-- Source extract --
Post by frugaltigris »

Ferdinand2014 wrote: Mon Sep 30, 2019 7:39 am
get_g0ing wrote: Mon Sep 30, 2019 6:53 am Hi,

This is just a quick question. In a Fidelity taxable account:

1. For total stock market, which is more recommend:
ITOT (iShares Core S&P Total Market ETF) or FZROX (Fidelity ZERO Total Market Index Fund)

2. And for S&P 500, which is more recommend:
IVV (iShares Core S&P 500 ETF) or FXAIX (Fidelity 500 Index Fund)


I think this has sometime to do with whether ETF or Mutual Funds are more TAX favorable?
If there are conditions where one is better, and other situations where the other is better, please share those. I'd find that very helpful.

Thank you.
I prefer FXAIX. Reason? Established, super low fee at 0.015, can automatically invest, exact dollar amount transactions, no bid/ask, no premium/discount and follows a known index so you can exactly monitor how well it’s tracking. As far as tax efficiency, the difference will likely be small and may not exceed the expense ratio difference by much.

-- Information shown --

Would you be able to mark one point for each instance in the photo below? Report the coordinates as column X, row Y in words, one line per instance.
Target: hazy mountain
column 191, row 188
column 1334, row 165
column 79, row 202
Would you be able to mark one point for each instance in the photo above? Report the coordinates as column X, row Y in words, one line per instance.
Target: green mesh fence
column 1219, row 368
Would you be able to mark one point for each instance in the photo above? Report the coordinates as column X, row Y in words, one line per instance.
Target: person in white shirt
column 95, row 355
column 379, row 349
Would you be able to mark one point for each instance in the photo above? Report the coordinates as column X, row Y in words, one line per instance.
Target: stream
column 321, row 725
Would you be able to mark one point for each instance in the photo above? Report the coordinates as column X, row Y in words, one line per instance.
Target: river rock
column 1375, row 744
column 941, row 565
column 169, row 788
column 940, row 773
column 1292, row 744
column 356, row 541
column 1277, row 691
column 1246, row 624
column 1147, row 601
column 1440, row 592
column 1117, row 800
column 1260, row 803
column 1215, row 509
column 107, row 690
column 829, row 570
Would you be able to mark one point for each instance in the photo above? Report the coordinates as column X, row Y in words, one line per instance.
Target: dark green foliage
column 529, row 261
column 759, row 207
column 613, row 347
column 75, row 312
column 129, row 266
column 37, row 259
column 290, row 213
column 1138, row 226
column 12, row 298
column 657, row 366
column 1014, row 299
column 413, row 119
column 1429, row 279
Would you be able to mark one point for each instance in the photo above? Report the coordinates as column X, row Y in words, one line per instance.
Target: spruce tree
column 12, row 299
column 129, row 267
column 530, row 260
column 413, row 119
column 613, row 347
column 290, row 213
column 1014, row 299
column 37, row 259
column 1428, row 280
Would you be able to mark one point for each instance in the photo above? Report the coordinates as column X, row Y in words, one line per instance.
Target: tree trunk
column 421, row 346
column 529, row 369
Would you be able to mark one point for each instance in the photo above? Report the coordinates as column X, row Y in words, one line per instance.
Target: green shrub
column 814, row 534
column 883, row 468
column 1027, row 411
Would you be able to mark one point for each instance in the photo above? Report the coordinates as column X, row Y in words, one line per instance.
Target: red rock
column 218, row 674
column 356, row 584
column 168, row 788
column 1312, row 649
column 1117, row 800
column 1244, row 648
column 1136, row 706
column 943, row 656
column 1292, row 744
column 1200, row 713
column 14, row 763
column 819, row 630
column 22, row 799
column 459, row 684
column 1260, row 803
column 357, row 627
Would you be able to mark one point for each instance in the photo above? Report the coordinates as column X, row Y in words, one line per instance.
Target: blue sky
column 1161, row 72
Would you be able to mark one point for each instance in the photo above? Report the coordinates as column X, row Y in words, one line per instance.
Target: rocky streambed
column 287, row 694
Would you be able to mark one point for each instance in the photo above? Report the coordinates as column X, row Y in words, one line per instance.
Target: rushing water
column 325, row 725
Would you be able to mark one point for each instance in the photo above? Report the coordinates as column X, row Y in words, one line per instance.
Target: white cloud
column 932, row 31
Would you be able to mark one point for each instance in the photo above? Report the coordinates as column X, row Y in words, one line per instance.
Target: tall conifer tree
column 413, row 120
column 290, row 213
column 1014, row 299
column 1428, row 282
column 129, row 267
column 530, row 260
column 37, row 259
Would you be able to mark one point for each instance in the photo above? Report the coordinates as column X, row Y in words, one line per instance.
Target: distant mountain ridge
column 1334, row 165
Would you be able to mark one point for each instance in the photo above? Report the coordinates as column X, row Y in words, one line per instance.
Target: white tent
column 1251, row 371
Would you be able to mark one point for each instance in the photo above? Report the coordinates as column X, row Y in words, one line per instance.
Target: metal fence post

-- Task requirements --
(1) According to the forum post about Fidelity index funds, what fee does FXAIX charge?
(2) Condense the paragraph beginning "I prefer FXAIX. Reason?" from the forum post about Fidelity index funds into a bulleted list, retaining its main points.
Rely solely on the forum post about Fidelity index funds.

-- Solution list --
(1) FXAIX charges a fee of 0.015.

(2)
Preference: FXAIX, because it:
- is established
- has a very low fee of 0.015
- permits automatic investing
- allows transactions in exact dollar amounts
- has no bid/ask spread and no premium or discount
- follows a known index, so its tracking can be monitored exactly

Tax efficiency: the difference will likely be small and may not exceed the difference in expense ratios by much.